[Extrait du texte]
□ □ □ □ □
NE RIEN FAIRE





NE RIEN FAIRE, sauf respirer…et lire, mais en levant souvent les yeux, jetant alors, comme négligemment, sur le papier, cette prose musicale- du moins, je l’essaie.

Le personnage d’une nouvelle de Poe, si j’en crois le romancier espagnol qui rapporte le fait, prend « un interés tranquilo pero inquisitivo hacia todo ». Pour toute chose, il manifeste, deux attitudes en apparence contradictoires. Un intérêt tranquille (je suppose qu’il prend son temps, ne se met aucune pression pour résoudre l’énigme), mais « inquisitorial » ! (il tourne et retourne, « littéralement et dans tous les sens », ces choses qui passent sous son radar ? il fait du Ponge sans le savoir ?). Je n’oublie pas, toutefois, que le tout se déroule dans le flux et le rythme musical, créés par une « nouvelle ».

NE RIEN FAIRE, c’est déjà bien assez pour écrire ainsi, en vis-à-vis, sans compter/conter.

J’envie l’époque de Baudelaire, où ces petits poèmes en prose, flottaient, apparemment perdus, au milieu des pages de journaux de Paris.
□ □ □ □ □
[Données présentées]
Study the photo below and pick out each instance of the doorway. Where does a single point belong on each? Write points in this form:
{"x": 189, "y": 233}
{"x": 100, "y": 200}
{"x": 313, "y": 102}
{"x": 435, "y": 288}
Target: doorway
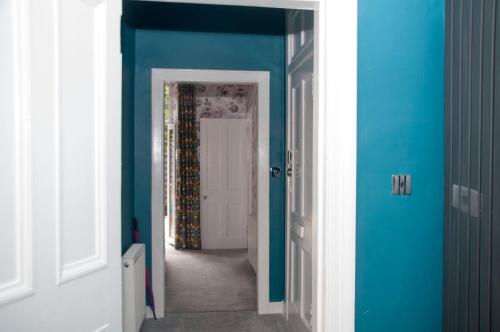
{"x": 253, "y": 229}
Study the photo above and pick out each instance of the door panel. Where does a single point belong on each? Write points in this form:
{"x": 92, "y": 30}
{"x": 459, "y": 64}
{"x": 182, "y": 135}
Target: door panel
{"x": 61, "y": 205}
{"x": 471, "y": 198}
{"x": 224, "y": 173}
{"x": 299, "y": 163}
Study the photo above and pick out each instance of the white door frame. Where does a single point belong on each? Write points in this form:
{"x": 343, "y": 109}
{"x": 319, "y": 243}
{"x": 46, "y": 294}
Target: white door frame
{"x": 262, "y": 79}
{"x": 335, "y": 141}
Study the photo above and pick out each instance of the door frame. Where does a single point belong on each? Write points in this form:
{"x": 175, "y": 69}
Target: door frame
{"x": 262, "y": 79}
{"x": 335, "y": 152}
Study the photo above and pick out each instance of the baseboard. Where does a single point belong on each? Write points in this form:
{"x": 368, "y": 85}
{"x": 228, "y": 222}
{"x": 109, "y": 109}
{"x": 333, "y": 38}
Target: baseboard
{"x": 149, "y": 313}
{"x": 272, "y": 308}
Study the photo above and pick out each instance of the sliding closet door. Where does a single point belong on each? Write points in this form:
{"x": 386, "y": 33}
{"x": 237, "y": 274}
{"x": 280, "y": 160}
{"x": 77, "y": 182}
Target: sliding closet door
{"x": 472, "y": 183}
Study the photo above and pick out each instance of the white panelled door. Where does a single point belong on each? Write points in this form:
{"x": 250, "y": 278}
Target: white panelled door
□ □ □ □ □
[Consignes de travail]
(a) Relevez tous les écrivains désignés par leur nom dans le texte « Ne rien faire ».
(b) D'après le texte « Ne rien faire », où flottaient les petits poèmes en prose à l'époque de Baudelaire ?
(c) Reprenez le texte « Ne rien faire » à la suite de sa dernière phrase.

[Résultats des exercices]
(a) Poe, Ponge, Baudelaire

(b) Ils flottaient, apparemment perdus, au milieu des pages de journaux de Paris.

(c)
NE RIEN FAIRE, la suite m’appartient. Elle ne paraîtra pas sur cette page cartonnée, blanche, dos de couverture de mon premier recueil de poèmes publié.

Oublie tout ce que tu sais sur la littérature, la poésie, la vie écrite dans les journaux du matin ou du soir ou, désormais, sur l’écran (cette mort programmée du lecteur de papier). Passe ta mine dans le taille-crayon, prends un livre, une page vierge en vis-à-vis, et sans rien faire, commence, ici et maintenant, ton exercice de petite prose poétique, limité à une page, pas plus.  

Petites proses poétique en une page

En temps de Covid (sévère), je vous propose un exercice de lecture et d’écriture, partagées.

Pour faire simple, il s’agit d’écrire une série de « petites proses poétiques, en une page ».

1 Tracez sur votre feuille A4,  un rectangle de 16×20 cm. (c’est le format commun).

2 Lisez le texte-souche, ci-dessus, 3 minutes, puis quittez-le des yeux.

3 « NE RIEN FAIRE, sauf… » ce sera votre début (l’inducteur). Que vous répèterez, autant que vous voudrez. (anaphore)

4 Écrivez à la main, en essayant de ne jamais raturer. (ce qui impose un certain « régime d’écriture », maîtriser sa vitesse, ne pas s’emballer).

5 Quand il n’y a plus d’espace sur la page, le texte est terminé.

6 Le recopier (mais rien ne presse, on peut laisser la pâte reposer), sur le clavier de l’ordinateur. Cette fois, vous avez toute latitude pour le modifier (mais à la marge).

7 Envoyez-le en doc joint à mon adresse doriojeanjacques@gmail.com, et je le posterai, tel quel, sur le blog.

8 Il n’est pas sûr que à partir de mes braises le feu se propage, mais sait-on jamais ?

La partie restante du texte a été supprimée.